:: WRITTEN EXERCISE ::
Print all the records exactly, please.

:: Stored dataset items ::
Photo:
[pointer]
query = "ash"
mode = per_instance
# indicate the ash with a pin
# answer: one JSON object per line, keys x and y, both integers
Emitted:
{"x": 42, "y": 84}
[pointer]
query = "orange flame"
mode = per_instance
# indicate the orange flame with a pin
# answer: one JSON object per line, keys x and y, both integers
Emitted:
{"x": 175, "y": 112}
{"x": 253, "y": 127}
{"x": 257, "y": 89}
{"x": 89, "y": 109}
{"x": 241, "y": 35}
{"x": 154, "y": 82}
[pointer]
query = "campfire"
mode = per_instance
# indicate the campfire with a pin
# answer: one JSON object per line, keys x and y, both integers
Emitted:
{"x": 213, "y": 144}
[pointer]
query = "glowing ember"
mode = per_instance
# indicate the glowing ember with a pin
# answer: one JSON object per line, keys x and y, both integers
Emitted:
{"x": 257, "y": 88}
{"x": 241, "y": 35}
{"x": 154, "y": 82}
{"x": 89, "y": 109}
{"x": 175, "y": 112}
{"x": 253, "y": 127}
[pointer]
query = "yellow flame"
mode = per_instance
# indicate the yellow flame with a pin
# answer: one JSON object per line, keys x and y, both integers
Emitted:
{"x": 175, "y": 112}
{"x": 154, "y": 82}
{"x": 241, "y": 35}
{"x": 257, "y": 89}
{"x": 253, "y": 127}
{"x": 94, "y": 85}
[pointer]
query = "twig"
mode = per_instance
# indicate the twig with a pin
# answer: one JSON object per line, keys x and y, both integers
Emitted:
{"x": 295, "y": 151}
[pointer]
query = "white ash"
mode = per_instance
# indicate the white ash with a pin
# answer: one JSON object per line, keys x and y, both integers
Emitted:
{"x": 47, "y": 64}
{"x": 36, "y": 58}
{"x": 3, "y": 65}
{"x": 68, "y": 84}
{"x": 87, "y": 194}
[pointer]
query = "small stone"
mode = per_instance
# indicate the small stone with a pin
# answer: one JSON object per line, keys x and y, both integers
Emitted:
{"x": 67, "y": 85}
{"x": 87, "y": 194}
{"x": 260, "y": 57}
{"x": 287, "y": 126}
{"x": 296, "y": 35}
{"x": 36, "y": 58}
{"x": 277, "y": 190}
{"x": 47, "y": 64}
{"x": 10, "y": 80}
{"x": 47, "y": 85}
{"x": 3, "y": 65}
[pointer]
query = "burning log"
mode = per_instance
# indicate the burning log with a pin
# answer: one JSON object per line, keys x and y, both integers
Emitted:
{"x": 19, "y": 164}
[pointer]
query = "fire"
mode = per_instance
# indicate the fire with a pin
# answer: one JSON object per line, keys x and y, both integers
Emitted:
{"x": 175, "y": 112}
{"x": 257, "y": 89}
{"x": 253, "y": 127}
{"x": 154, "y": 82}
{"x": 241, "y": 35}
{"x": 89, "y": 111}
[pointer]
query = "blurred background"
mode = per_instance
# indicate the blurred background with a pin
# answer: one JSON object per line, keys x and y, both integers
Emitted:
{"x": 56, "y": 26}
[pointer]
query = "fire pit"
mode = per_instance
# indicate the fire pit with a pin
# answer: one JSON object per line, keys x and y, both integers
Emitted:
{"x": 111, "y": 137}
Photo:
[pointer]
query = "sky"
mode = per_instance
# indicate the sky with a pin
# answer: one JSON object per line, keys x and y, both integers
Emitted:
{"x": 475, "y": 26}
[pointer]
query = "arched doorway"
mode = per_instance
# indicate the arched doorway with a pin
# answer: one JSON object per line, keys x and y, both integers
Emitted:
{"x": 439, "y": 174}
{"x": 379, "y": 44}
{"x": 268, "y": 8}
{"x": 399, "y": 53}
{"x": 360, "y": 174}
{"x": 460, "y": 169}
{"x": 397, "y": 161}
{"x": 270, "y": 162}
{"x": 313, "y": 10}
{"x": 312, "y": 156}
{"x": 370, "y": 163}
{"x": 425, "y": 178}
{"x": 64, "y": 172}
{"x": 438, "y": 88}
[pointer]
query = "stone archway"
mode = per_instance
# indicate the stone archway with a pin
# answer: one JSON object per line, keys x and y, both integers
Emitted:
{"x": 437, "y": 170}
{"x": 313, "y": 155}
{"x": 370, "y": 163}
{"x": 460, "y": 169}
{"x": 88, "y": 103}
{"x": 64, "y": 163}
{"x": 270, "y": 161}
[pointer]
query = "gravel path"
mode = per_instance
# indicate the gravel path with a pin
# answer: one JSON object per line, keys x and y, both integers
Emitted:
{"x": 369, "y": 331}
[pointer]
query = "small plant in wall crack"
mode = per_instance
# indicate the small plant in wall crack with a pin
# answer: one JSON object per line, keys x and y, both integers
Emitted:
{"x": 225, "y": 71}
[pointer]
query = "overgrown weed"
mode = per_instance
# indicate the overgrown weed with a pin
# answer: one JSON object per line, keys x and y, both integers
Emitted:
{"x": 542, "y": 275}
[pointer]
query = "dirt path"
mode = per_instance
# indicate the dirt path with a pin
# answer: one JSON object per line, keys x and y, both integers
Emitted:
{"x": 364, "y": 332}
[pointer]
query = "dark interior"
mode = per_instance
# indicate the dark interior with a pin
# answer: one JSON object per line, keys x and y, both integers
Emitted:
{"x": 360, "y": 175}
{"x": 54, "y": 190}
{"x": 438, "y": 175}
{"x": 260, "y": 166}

:: THE RESPONSE ::
Photo:
[pointer]
query = "ash"
mode = per_instance
# indicate the ash with a pin
# answer: one JSON object per line, keys x and y, both integers
Emitted:
{"x": 42, "y": 84}
[pointer]
query = "orange flame"
mode = per_instance
# indicate the orange flame with a pin
# answer: one JSON object per line, keys x and y, both integers
Emitted:
{"x": 175, "y": 112}
{"x": 253, "y": 127}
{"x": 257, "y": 89}
{"x": 89, "y": 109}
{"x": 241, "y": 35}
{"x": 154, "y": 82}
[pointer]
query = "campfire"
mode = per_instance
# indicate the campfire with a pin
# answer: one JSON object per line, keys x and y, both integers
Emitted:
{"x": 213, "y": 144}
[pointer]
query = "glowing ember"
mode = per_instance
# indicate the glowing ember with a pin
# answer: one JSON object per line, keys x and y, both integers
Emitted:
{"x": 257, "y": 88}
{"x": 241, "y": 35}
{"x": 154, "y": 82}
{"x": 89, "y": 109}
{"x": 175, "y": 112}
{"x": 253, "y": 127}
[pointer]
query = "yellow flame"
mode = per_instance
# indicate the yellow flame with a pin
# answer: one JSON object per line, keys x and y, both integers
Emitted:
{"x": 175, "y": 112}
{"x": 154, "y": 82}
{"x": 241, "y": 35}
{"x": 257, "y": 89}
{"x": 253, "y": 127}
{"x": 94, "y": 85}
[pointer]
query = "twig"
mode = per_instance
# indicate the twig with a pin
# answer: one JSON object per line, keys x and y, both integers
Emitted:
{"x": 295, "y": 151}
[pointer]
query = "white ash"
mode = per_instance
# indicate the white ash with a pin
# answer: one JSON object per line, keys x and y, both integers
Emitted:
{"x": 47, "y": 64}
{"x": 36, "y": 58}
{"x": 3, "y": 65}
{"x": 68, "y": 84}
{"x": 87, "y": 194}
[pointer]
query = "small stone"
mode = per_instance
# indicate the small stone with a pin
# answer: one JSON object per line, keys x and y, both integers
Emitted:
{"x": 67, "y": 85}
{"x": 87, "y": 194}
{"x": 260, "y": 57}
{"x": 287, "y": 126}
{"x": 296, "y": 35}
{"x": 36, "y": 58}
{"x": 277, "y": 190}
{"x": 47, "y": 64}
{"x": 10, "y": 80}
{"x": 47, "y": 85}
{"x": 3, "y": 65}
[pointer]
query = "burning log"
mode = per_instance
# indicate the burning log with a pin
# answer: one JSON object per line, keys x and y, both integers
Emitted:
{"x": 19, "y": 164}
[pointer]
query = "fire"
mode = per_instance
# indicate the fire with a pin
# answer: one JSON object per line, keys x and y, both integers
Emitted:
{"x": 175, "y": 112}
{"x": 257, "y": 89}
{"x": 253, "y": 127}
{"x": 154, "y": 82}
{"x": 241, "y": 35}
{"x": 89, "y": 111}
[pointer]
query = "blurred background"
mode = per_instance
# indicate the blurred background with a pin
# answer: one JSON object per line, keys x and y, both integers
Emitted:
{"x": 56, "y": 26}
[pointer]
query = "fire pit"
mode = per_instance
# indicate the fire pit with a pin
# answer: one JSON object per line, keys x and y, both integers
Emitted:
{"x": 111, "y": 137}
Photo:
[pointer]
query = "sky"
mode = per_instance
# indicate the sky with a pin
# answer: one JSON object per line, keys x and y, both integers
Emitted:
{"x": 475, "y": 26}
[pointer]
query = "arched doorway"
mode = per_instance
# indicate the arched doorway with a pin
# answer: one JSON object per line, keys x and y, both integers
Emitted:
{"x": 439, "y": 174}
{"x": 379, "y": 44}
{"x": 268, "y": 8}
{"x": 399, "y": 53}
{"x": 360, "y": 174}
{"x": 460, "y": 169}
{"x": 397, "y": 161}
{"x": 270, "y": 162}
{"x": 313, "y": 10}
{"x": 312, "y": 156}
{"x": 370, "y": 163}
{"x": 425, "y": 178}
{"x": 64, "y": 172}
{"x": 438, "y": 88}
[pointer]
query = "stone archway"
mode = per_instance
# indicate the stone archway with a pin
# answer: one JSON object per line, keys x and y, both integers
Emitted:
{"x": 437, "y": 170}
{"x": 313, "y": 155}
{"x": 370, "y": 163}
{"x": 460, "y": 169}
{"x": 88, "y": 103}
{"x": 64, "y": 163}
{"x": 270, "y": 161}
[pointer]
query = "gravel path"
mode = per_instance
# indicate the gravel path with a pin
# answer: one JSON object per line, keys x and y, both integers
Emitted:
{"x": 369, "y": 331}
[pointer]
query = "small plant in wall crack"
mode = per_instance
# indicate the small plant in wall crack with a pin
# answer: one JSON object per line, keys x and y, both integers
Emitted:
{"x": 225, "y": 71}
[pointer]
query = "overgrown weed"
mode = per_instance
# indicate the overgrown weed with a pin
# answer: one JSON object per line, keys x and y, both integers
Emitted:
{"x": 542, "y": 275}
[pointer]
query = "dirt path"
mode = per_instance
# indicate the dirt path with a pin
# answer: one JSON object per line, keys x and y, both integers
Emitted:
{"x": 364, "y": 332}
[pointer]
query = "dark interior"
mode = per_instance
# indicate the dark interior with a pin
# answer: one JSON object per line, keys x and y, both integers
Emitted:
{"x": 360, "y": 175}
{"x": 54, "y": 190}
{"x": 438, "y": 175}
{"x": 260, "y": 166}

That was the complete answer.